Description of the task:
According to the text on dishes similar to the sope, where does the name "huarache" come from?
╭─ Text block
In Oaxaca, sopes sometimes are prepared using chapulines (roasted grasshoppers) as topping. Also, an extremely large dish similar to a giant sope or a giant tostada is the traditional food of reference in Oaxaca known as tlayuda.

==Similar dishes==
The sope has been adopted and adapted to the local tastes of all Mexico's regions. This resulted in the creation of many traditional food specialties, which may appear to resemble the sope, but are considered a different dish.

===Huarache===

The most common variation is the huarache, which is prepared in almost the same manner. However, the huarache normally is two or three times as large as a sope and has a characteristic oblong shape. Huaraches are usually topped with rib, chicken, or beefsteak meat. The name huarache is derived from the shape of the masa, similar to the popular sandals. Toppings for the huarache include beans, cheese, lettuce, sour cream, ground beef, and salsa.

===Tlacoyo===
The tlacoyo is a completely different traditional Mexican dish which must not be confused with a sope, but in some regions has started to be used in a similar way, as a base on top of which are placed the same ingredients used for sopes. A tlacoyo is an oval fried or toasted cake made of masa, torpedo-shaped and much fatter, since it is filled with beans or cheese.

Since it is similar in shape to a huarache (but smaller), and is made of the same corn as the sope and is even thicker (so it has more resistance to humid foods), Mexican street vendors decided to sell it adding toppings on it, as an alternative to the sope. However, the traditional tlacoyo is supposed to be consumed without any toppings on it, and this form is mostly found as street food.

===Garnacha===
Garnachas are small corn tortillas fried with shredded meat, crumbled dried cheese, and salsa. In many instances, garnachas may only have chopped onion and salsa on top. Similar in appearance to sopes, they are a main specialty from Guatemala.

===Memela===
Oaxacan memelas are a local name for the identical sopes served in other parts of Mexico, just made with different toppings. Memelas are corn masa cakes topped with beans, salsa, shredded cabbage, mole negro, guacamole, and cheese. Memelas have been served at Oaxacan/Mexican restaurants in the United States since the 1990s. In Puebla, they are often served by topping the fried masa with sauce—red sauce on one side and green sauce on the other side, called estilo bandera. Instead of meat, memelas in Puebla are served with sour cream, crumbled cheese, and diced onions on top of the red and green sauces.

===Chalupa===
A chalupa is a tostada platter in Mexican cuisine, not a sope, but its preparation method is quite similar. It is a specialty of south-central Mexico, such as the states of Puebla, Guerrero, and Oaxaca. It is made by pressing a thin layer of masa dough around the outside of a small mold and deep frying to produce a crisp, shallow corn cup. It is filled with various ingredients such as shredded chicken, pork, chopped onion, chipotle pepper, red salsa, and green salsa.
╰─
╭─ Recorded data
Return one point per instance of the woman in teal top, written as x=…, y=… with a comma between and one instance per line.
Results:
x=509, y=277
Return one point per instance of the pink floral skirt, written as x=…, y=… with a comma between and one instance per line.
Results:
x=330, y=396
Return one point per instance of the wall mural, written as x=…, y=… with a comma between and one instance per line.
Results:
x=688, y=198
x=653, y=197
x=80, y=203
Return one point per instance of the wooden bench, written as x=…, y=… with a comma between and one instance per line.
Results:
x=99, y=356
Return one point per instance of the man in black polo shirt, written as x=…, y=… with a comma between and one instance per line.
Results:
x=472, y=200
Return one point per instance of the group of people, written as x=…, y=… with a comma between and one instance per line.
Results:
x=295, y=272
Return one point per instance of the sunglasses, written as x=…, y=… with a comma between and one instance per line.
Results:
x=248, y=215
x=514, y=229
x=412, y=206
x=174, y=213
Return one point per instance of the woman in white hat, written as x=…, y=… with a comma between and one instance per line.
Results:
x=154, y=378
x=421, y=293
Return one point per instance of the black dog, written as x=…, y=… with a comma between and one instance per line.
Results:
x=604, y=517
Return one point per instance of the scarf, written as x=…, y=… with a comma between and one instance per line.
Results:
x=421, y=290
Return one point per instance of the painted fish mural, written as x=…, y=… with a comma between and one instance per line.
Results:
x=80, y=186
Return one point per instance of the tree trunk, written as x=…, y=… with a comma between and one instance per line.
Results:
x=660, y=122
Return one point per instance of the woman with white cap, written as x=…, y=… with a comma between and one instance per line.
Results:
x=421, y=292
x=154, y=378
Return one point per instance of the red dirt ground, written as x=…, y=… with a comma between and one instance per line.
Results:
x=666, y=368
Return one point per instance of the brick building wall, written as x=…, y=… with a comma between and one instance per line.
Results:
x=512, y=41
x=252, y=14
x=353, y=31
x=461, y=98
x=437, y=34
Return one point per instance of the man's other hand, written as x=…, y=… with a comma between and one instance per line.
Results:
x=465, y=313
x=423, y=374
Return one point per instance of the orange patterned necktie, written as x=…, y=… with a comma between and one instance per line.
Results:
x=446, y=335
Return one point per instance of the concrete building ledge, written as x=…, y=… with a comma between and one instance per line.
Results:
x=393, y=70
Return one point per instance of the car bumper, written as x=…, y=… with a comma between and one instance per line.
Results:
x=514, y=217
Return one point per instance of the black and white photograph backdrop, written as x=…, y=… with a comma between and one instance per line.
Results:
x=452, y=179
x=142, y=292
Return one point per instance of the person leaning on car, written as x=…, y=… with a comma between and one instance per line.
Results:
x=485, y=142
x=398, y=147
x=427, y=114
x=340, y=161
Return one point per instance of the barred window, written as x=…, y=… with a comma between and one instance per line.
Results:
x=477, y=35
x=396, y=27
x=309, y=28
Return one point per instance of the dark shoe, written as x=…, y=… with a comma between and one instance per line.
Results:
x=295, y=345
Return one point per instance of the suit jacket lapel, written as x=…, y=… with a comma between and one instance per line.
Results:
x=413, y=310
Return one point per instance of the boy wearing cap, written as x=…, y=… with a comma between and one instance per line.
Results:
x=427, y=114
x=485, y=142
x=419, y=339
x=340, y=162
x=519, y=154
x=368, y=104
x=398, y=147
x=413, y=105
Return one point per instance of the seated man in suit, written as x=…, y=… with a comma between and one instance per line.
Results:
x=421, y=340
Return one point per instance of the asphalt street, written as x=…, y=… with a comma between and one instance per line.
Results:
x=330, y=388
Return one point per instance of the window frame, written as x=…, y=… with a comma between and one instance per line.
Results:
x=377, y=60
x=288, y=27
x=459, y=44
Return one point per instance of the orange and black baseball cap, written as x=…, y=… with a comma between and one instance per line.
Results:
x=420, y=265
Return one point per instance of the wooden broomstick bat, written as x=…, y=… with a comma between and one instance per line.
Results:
╰─
Task result:
It comes from the shape of the masa, which resembles the popular sandals.